** Tarefas propostas **
1: No texto sobre avaliação de impacto social, quais são os três princípios elaborados por Hadad e Gauca (2014) que sustentam o modelo de mensuração de impacto?
2: Cite, sem nenhuma alteração, a parte do texto sobre avaliação de impacto social que vai de "Quanto aos trabalhos" até "operações da organização.".

──────── Trecho selecionado ────────

Quanto aos trabalhos internacionais analisados pela revisão, foi possível identificar diferentes perspectivas. André, Cho e Laine (2017), apresentaram uma análise sobre a elaboração de avaliação de impacto de um empreendimento social, o qual tinha como missão melhorar a longo-prazo a saúde de uma comunidade oferecendo-lhes água não contaminada. O conhecimento das práticas locais proporcionou o refinamento das operações da organização.

Clark e Brennan (2012) examinaram a questão de como o valor social é criado e medido. Uma perspectiva multidisciplinar de medição de desempenho é apresentada, apoiando-se no argumento de que é necessário estabelecer indicadores. Estes mesmos autores, em outro trabalho, realizaram uma comparação entre casos de quatro organizações, e foi testado um modelo para medição do impacto a longo-prazo. Identificou-se que apenas 37% das organizações demonstram capacidade de medir indicadores de impacto (Clark & Brennan, 2016).

Grieco, Michelini e Lasevoli (2014) desenvolveram uma análise hierárquica de clusters com base em uma amostra de 76 modelos de Avaliação de Impacto Social, para agrupá-los em macro categorias e ajudar os empreendedores sociais a escolher o modelo mais adequado às necessidades da sua organização. Hadad e Gauca (2014) elaboraram três princípios que sustentam o modelo de mensuração de impacto, os quais são: sustentabilidade, valor agregado e escalabilidade.

──────── Material fornecido ────────

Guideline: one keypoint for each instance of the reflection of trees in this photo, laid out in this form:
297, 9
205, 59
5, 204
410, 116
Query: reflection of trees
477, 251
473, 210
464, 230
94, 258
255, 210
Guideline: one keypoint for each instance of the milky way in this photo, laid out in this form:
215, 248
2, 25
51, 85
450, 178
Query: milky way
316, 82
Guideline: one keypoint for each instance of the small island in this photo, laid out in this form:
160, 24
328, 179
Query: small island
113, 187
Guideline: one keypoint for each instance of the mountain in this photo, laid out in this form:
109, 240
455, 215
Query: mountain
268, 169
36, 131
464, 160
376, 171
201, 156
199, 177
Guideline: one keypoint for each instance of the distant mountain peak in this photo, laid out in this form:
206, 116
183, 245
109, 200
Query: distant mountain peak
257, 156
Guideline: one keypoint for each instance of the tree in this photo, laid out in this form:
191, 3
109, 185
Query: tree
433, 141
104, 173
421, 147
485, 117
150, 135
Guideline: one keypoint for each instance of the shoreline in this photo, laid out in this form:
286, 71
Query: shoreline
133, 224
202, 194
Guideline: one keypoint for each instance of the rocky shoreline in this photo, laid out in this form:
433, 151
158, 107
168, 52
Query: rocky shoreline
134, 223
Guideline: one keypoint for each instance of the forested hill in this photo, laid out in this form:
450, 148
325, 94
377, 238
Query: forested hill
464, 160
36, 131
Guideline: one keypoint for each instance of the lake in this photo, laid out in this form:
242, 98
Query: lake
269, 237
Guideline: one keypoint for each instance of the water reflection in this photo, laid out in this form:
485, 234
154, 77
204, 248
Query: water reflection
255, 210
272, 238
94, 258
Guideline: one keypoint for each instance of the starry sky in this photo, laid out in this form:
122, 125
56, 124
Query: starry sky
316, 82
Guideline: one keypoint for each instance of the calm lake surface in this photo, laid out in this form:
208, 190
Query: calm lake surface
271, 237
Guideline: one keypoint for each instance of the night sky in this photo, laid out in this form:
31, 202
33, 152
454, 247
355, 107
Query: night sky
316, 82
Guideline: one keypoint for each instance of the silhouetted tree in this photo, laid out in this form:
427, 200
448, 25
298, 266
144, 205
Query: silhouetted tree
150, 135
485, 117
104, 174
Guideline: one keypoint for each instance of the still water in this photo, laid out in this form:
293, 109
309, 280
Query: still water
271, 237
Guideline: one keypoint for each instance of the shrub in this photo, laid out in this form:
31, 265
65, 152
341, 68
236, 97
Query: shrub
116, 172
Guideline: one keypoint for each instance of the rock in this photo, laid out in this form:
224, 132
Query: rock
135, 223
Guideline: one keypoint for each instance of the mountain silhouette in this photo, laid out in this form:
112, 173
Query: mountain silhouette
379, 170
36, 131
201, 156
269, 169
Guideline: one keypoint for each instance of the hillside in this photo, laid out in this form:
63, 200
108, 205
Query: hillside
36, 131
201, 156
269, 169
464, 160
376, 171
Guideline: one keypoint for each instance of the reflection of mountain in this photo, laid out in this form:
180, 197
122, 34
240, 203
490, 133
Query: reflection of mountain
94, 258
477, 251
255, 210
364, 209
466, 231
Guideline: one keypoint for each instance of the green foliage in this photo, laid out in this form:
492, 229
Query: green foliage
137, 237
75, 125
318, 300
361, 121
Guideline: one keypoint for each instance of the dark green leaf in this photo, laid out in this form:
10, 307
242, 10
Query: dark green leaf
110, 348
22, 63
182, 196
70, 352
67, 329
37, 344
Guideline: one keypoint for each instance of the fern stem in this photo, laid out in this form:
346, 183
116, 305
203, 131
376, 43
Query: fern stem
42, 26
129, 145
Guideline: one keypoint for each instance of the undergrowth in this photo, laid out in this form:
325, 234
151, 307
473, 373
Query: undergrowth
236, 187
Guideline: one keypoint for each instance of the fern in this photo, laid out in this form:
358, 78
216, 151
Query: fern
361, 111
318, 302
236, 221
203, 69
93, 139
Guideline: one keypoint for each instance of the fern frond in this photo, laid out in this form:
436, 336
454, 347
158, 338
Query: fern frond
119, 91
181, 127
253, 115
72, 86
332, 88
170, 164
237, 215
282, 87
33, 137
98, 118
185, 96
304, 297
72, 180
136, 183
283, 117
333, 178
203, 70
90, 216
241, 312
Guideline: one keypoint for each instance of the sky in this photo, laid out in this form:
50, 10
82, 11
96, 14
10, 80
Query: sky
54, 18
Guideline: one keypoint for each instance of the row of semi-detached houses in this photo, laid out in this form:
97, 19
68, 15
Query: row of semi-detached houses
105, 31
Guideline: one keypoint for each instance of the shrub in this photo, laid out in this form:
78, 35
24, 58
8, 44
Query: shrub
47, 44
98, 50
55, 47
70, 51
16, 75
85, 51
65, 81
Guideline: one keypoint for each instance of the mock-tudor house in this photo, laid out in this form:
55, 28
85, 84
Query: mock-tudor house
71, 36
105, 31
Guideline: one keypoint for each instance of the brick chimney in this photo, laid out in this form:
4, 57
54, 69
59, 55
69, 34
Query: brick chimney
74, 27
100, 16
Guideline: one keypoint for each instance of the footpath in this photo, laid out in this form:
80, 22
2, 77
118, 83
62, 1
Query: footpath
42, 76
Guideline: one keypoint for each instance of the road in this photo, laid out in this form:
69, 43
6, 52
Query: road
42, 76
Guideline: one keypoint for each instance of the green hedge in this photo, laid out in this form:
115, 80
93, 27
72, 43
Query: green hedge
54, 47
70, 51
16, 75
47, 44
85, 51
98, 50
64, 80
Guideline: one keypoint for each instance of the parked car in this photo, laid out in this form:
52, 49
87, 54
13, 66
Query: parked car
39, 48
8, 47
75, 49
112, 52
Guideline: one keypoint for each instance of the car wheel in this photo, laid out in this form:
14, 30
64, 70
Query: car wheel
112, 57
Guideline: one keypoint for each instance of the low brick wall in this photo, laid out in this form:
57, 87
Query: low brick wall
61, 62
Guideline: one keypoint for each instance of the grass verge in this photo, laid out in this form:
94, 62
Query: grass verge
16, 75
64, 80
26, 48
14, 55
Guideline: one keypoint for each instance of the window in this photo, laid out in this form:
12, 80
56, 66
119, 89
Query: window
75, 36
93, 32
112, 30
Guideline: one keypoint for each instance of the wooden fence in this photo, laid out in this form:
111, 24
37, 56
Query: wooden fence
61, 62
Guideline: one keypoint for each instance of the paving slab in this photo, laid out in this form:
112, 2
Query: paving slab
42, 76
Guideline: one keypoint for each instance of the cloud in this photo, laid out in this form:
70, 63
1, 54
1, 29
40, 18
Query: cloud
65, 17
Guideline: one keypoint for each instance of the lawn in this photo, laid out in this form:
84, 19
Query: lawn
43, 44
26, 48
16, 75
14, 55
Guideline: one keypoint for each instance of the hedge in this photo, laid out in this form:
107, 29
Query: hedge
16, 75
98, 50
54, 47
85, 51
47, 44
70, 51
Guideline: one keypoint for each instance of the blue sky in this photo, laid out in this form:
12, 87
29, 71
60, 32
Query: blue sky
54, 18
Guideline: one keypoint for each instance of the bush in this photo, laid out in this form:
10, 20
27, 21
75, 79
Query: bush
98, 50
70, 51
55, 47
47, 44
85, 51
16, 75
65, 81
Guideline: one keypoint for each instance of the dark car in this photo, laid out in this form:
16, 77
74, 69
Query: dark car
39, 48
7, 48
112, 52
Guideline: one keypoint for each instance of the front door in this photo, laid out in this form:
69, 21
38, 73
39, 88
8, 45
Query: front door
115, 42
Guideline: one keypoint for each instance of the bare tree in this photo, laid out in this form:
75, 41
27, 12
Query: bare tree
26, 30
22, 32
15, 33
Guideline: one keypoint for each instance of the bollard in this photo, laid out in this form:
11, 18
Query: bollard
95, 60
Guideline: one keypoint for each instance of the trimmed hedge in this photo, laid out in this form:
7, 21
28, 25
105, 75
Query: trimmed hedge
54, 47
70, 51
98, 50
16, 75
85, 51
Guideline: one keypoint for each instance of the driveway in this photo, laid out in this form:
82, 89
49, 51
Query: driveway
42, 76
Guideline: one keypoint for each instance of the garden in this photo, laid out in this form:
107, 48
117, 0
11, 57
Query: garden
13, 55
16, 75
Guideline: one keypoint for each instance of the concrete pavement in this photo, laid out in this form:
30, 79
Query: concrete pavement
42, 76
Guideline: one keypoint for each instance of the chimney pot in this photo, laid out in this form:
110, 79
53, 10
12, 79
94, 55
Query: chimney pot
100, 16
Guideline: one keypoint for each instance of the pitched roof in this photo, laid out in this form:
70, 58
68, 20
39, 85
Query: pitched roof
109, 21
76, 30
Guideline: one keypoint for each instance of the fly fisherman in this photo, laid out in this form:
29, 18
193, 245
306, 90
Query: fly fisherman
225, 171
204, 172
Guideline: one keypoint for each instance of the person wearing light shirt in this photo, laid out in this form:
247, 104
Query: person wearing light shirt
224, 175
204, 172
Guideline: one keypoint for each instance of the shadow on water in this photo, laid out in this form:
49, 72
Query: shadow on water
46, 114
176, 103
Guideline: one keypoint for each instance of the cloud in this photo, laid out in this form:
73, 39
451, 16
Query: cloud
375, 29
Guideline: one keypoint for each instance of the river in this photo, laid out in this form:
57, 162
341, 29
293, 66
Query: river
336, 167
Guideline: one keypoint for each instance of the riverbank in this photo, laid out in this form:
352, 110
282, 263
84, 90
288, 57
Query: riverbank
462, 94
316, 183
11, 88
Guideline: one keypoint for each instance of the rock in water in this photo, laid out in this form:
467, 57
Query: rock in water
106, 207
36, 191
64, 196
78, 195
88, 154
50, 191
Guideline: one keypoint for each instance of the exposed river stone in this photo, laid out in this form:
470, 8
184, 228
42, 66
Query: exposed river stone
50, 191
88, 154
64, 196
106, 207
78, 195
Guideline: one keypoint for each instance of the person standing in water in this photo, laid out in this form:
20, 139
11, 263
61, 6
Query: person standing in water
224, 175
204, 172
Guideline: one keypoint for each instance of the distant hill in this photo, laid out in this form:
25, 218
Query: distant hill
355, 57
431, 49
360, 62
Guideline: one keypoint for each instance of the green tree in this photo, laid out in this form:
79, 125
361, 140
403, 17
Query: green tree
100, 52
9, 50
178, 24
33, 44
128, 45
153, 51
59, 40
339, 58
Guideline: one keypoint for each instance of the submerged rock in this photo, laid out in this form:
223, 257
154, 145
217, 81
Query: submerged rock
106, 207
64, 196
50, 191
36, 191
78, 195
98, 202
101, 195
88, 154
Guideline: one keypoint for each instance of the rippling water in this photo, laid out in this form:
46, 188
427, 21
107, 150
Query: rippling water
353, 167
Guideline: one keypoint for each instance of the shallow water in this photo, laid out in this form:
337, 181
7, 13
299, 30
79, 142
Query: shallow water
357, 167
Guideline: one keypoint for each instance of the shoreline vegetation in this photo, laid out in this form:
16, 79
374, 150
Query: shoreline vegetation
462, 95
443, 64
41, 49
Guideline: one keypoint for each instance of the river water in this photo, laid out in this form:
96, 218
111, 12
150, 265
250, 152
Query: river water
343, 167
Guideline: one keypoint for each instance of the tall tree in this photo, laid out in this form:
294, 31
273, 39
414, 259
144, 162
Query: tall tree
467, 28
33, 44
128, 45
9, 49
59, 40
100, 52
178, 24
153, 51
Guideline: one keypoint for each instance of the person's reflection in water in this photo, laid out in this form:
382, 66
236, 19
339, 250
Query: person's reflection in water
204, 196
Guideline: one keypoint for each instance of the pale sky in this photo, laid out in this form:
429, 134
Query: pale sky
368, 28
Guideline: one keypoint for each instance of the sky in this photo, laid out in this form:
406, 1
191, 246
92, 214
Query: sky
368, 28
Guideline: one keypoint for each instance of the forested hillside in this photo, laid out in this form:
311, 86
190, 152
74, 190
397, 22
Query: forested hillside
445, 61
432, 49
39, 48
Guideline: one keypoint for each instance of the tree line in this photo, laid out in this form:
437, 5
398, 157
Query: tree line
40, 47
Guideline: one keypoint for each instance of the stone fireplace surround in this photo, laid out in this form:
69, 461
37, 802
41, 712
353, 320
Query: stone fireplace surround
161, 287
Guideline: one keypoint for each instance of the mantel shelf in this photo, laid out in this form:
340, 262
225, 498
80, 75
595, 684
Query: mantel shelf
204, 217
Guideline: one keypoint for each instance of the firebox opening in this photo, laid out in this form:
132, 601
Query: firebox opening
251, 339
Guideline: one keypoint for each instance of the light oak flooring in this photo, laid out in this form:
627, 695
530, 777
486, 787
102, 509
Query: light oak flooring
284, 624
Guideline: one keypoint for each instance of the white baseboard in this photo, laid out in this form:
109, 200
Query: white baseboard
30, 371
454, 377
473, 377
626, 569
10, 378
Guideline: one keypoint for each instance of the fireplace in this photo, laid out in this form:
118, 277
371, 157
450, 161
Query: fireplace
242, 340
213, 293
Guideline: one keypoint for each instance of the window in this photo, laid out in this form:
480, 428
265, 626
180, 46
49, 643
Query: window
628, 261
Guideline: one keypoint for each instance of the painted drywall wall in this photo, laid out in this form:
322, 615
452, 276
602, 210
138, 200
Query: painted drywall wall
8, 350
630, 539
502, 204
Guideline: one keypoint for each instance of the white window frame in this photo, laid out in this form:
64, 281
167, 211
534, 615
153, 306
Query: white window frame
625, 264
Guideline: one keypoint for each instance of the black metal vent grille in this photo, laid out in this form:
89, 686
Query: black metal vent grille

────────

** Respostas **
1: Sustentabilidade, valor agregado e escalabilidade.

2:
Quanto aos trabalhos internacionais analisados pela revisão, foi possível identificar diferentes perspectivas. André, Cho e Laine (2017), apresentaram uma análise sobre a elaboração de avaliação de impacto de um empreendimento social, o qual tinha como missão melhorar a longo-prazo a saúde de uma comunidade oferecendo-lhes água não contaminada. O conhecimento das práticas locais proporcionou o refinamento das operações da organização.